[Stored items]
################
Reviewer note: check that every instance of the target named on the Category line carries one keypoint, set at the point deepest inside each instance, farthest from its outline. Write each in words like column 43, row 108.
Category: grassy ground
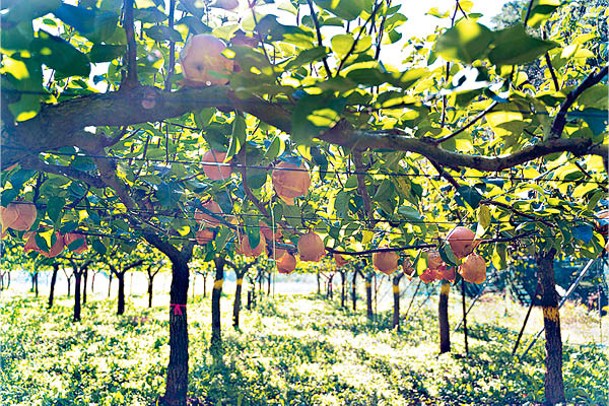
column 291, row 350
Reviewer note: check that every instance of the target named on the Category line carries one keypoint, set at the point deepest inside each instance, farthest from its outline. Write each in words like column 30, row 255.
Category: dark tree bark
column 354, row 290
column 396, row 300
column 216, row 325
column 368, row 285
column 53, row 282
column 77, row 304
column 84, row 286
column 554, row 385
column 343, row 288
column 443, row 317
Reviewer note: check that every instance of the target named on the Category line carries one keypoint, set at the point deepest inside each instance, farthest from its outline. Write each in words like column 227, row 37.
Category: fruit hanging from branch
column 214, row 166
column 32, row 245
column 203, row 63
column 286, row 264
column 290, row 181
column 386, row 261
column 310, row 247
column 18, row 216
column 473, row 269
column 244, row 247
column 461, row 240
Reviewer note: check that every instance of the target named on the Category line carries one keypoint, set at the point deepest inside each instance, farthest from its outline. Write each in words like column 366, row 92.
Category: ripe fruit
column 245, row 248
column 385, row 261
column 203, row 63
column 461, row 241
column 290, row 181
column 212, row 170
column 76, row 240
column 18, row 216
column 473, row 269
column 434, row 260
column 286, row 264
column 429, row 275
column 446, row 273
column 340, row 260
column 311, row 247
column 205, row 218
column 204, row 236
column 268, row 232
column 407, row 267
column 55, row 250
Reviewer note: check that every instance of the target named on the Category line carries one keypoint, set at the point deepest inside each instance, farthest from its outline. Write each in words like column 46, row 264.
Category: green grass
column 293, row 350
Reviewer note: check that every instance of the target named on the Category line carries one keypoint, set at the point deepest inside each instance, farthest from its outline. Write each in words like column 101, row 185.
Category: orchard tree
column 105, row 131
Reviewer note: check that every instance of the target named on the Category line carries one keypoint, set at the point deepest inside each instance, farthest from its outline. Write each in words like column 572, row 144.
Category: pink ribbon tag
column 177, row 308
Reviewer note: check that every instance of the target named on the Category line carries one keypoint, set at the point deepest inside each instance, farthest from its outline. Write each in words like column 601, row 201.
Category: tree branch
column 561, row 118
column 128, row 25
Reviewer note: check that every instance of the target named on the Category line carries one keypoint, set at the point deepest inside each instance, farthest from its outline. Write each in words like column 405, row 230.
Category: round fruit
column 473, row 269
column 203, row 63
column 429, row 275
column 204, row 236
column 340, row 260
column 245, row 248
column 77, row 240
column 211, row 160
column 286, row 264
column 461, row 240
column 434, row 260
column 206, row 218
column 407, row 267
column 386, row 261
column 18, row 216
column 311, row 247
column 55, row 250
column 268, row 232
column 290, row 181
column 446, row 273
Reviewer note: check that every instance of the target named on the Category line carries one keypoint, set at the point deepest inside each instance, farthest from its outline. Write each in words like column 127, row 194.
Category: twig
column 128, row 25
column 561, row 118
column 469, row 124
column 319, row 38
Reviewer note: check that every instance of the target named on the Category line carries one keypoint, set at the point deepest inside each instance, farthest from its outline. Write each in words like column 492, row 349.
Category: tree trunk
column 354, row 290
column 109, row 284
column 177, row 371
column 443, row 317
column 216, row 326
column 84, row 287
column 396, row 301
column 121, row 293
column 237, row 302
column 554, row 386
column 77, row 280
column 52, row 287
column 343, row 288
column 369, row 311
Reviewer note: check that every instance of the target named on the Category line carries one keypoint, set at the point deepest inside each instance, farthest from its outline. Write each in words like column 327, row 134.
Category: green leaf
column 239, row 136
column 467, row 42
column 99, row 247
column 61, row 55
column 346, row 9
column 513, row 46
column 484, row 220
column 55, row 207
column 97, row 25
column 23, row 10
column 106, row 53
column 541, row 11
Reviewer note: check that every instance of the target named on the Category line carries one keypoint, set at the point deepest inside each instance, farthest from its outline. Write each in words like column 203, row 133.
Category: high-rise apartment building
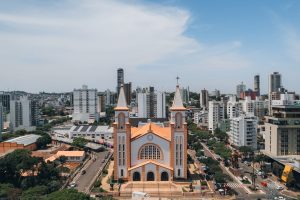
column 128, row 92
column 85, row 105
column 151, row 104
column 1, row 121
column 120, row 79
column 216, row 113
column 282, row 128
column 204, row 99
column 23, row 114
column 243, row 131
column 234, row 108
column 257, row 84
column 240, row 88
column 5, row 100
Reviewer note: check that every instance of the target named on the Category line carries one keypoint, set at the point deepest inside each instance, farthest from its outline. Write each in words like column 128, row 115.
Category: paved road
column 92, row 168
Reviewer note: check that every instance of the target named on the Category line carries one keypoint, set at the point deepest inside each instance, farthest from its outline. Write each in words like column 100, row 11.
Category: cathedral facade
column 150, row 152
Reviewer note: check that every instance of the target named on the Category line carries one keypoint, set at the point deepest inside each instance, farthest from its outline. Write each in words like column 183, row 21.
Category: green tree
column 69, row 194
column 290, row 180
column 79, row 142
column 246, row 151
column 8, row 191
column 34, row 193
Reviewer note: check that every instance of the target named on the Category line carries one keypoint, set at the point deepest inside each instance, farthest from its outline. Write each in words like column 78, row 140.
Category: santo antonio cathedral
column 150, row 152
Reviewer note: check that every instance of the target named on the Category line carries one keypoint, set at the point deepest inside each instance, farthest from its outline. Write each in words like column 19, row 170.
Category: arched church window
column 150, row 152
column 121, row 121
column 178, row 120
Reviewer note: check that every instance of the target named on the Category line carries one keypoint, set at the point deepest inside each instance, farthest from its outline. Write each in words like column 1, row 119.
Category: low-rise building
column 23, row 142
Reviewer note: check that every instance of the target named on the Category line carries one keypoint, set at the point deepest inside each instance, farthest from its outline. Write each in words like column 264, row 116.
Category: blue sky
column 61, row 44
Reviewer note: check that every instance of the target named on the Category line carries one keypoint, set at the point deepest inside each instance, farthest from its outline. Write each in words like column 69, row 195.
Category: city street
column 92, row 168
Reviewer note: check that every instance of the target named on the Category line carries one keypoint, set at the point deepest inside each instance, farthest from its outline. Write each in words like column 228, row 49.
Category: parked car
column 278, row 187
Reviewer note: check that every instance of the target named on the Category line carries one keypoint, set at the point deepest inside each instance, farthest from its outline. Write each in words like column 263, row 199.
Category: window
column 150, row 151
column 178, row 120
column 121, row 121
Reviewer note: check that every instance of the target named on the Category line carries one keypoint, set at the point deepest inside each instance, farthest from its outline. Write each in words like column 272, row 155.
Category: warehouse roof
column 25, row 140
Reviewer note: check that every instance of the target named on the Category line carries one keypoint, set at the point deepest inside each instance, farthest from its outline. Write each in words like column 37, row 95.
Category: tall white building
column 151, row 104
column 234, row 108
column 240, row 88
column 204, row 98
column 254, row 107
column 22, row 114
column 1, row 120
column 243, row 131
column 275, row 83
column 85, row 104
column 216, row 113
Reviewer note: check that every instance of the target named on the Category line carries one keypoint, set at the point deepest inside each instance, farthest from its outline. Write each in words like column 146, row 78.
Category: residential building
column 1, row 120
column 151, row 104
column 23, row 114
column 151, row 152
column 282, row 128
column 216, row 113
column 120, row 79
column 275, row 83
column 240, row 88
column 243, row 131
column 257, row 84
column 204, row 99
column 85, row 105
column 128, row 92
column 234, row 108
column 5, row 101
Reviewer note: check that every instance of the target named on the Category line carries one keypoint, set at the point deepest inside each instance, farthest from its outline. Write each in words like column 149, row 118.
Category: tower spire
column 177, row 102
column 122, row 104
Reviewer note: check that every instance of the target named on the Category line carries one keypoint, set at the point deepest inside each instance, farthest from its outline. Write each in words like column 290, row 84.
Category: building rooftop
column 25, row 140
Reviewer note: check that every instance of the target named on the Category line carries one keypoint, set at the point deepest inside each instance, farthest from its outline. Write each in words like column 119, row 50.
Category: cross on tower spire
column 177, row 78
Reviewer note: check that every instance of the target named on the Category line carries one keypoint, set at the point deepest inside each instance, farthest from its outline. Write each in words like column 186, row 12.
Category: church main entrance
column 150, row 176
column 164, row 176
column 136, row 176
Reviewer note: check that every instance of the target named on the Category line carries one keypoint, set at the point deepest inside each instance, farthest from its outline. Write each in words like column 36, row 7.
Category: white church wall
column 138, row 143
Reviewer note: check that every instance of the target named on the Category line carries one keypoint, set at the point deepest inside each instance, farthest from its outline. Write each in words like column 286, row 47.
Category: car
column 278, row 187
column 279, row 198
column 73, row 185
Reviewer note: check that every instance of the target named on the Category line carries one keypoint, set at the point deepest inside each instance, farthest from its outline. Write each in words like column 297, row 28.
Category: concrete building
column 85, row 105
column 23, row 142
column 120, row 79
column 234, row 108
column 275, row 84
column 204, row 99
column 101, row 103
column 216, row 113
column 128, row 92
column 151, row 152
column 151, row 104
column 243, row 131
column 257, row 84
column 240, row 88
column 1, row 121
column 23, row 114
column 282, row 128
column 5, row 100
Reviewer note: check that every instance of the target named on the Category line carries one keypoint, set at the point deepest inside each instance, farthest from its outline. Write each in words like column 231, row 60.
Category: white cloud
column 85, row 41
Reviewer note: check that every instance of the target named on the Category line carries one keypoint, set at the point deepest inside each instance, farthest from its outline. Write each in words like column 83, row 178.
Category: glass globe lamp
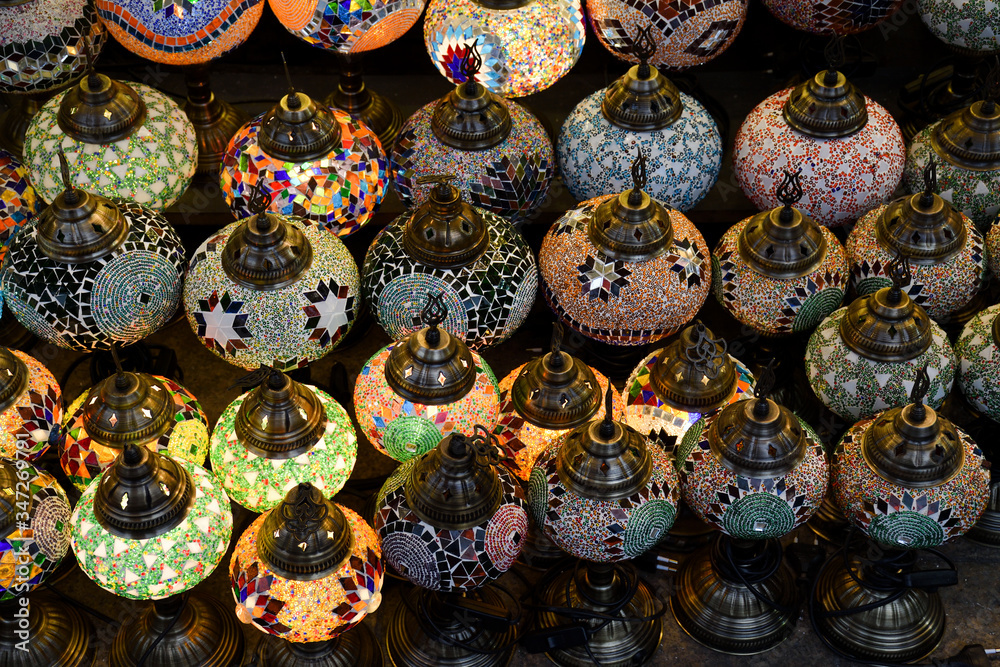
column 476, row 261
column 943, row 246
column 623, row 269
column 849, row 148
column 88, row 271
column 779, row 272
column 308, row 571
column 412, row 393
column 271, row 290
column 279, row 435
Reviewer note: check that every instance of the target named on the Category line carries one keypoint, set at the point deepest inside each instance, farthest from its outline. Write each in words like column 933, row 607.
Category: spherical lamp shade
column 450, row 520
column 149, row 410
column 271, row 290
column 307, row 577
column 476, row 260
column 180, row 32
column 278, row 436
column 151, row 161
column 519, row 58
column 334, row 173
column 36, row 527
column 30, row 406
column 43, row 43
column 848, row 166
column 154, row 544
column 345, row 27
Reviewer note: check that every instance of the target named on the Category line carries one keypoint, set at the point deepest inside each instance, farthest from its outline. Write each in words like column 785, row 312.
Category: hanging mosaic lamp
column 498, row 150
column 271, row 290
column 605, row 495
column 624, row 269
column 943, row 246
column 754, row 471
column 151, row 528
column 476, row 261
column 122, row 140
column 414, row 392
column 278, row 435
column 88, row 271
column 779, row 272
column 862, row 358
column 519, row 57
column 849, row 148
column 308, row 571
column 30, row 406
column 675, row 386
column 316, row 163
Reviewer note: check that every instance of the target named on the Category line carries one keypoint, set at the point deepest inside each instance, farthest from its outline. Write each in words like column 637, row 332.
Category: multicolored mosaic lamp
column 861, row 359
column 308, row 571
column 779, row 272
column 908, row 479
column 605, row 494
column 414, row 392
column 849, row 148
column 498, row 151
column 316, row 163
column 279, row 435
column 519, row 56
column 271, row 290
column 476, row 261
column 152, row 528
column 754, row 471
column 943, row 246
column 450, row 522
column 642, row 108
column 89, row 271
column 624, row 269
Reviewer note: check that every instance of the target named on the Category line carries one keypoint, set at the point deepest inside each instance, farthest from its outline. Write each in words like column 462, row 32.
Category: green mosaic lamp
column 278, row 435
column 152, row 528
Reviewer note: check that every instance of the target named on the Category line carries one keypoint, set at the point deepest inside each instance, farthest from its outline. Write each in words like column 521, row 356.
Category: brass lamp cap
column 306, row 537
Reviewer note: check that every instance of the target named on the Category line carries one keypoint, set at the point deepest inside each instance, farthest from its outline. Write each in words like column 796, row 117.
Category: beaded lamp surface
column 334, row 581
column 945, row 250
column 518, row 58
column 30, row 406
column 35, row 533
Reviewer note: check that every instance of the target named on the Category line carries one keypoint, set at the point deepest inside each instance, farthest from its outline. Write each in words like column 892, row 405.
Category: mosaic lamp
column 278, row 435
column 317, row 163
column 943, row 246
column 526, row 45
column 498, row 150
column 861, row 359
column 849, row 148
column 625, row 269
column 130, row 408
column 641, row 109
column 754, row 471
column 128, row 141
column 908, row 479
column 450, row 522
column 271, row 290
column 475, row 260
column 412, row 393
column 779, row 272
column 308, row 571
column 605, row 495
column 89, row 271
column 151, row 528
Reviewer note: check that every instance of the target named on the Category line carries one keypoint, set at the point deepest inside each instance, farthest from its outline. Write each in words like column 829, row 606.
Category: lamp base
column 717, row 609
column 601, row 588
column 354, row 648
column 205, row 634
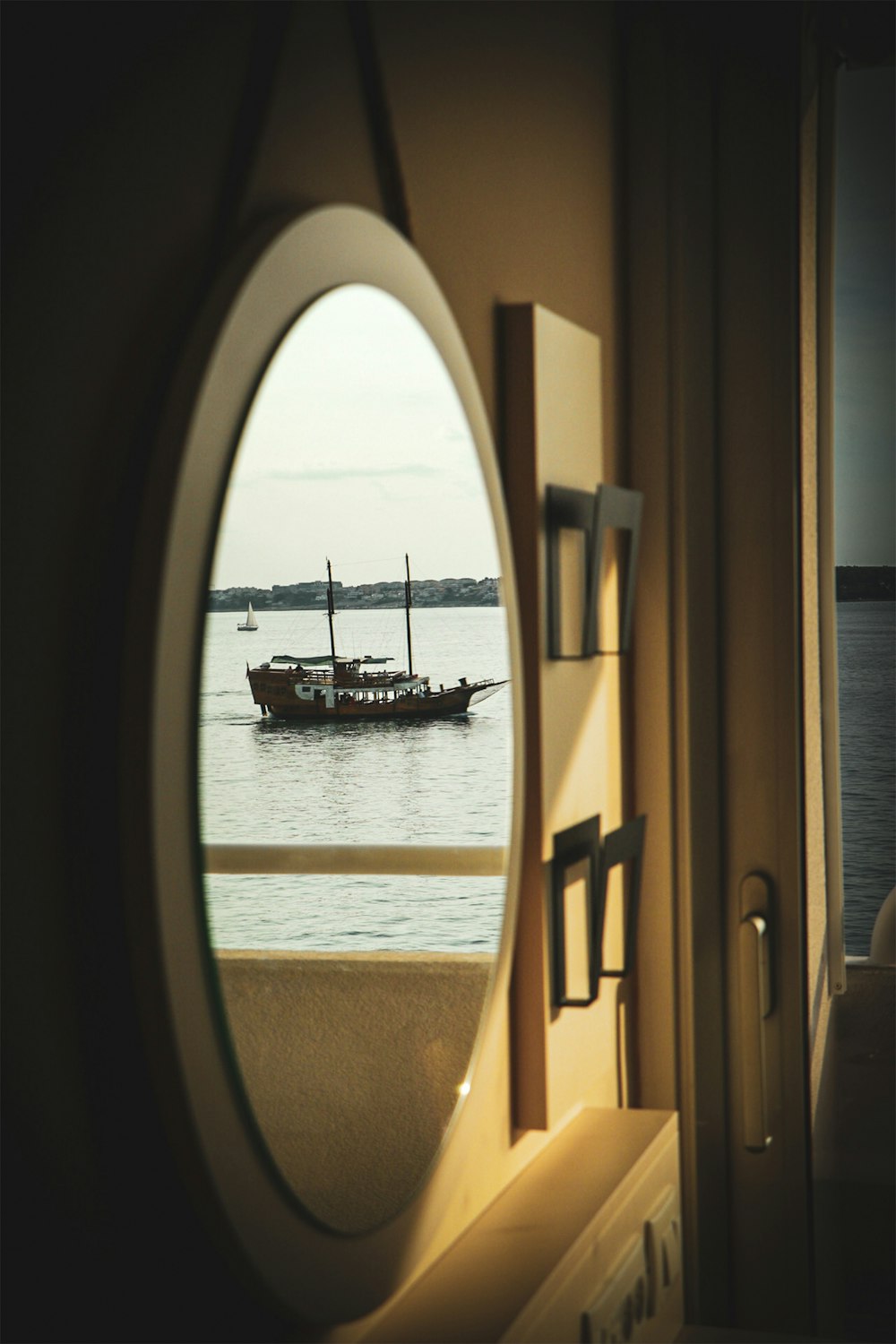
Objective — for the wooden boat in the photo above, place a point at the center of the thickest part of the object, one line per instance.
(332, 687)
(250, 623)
################
Problem statement
Output, line for line and exactly, the records above from their first line through the one with "227, row 37.", both ends included, but no pictures.

Solution to this exercise
Reviewer note: check that every instance of the target named on the Category line carries one keypoint, set at the point deepest inside each instance, farthest from its outline. Write each in words like column 43, row 108.
Category: grassy ground
column 291, row 350
Reviewer note: check that every instance of the target named on the Category line carries one keypoint, set at the point deepest inside each instance, farthest from its outline. Write each in words like column 30, row 255.
Category: dark tree bark
column 354, row 290
column 396, row 300
column 216, row 325
column 368, row 285
column 53, row 282
column 77, row 304
column 84, row 286
column 554, row 385
column 343, row 288
column 443, row 317
Reviewer note: check that every instance of the target named on the Category line carries one keypoint, set at the point deepest inside each instance, farthest from its outline. Write each in words like column 227, row 37.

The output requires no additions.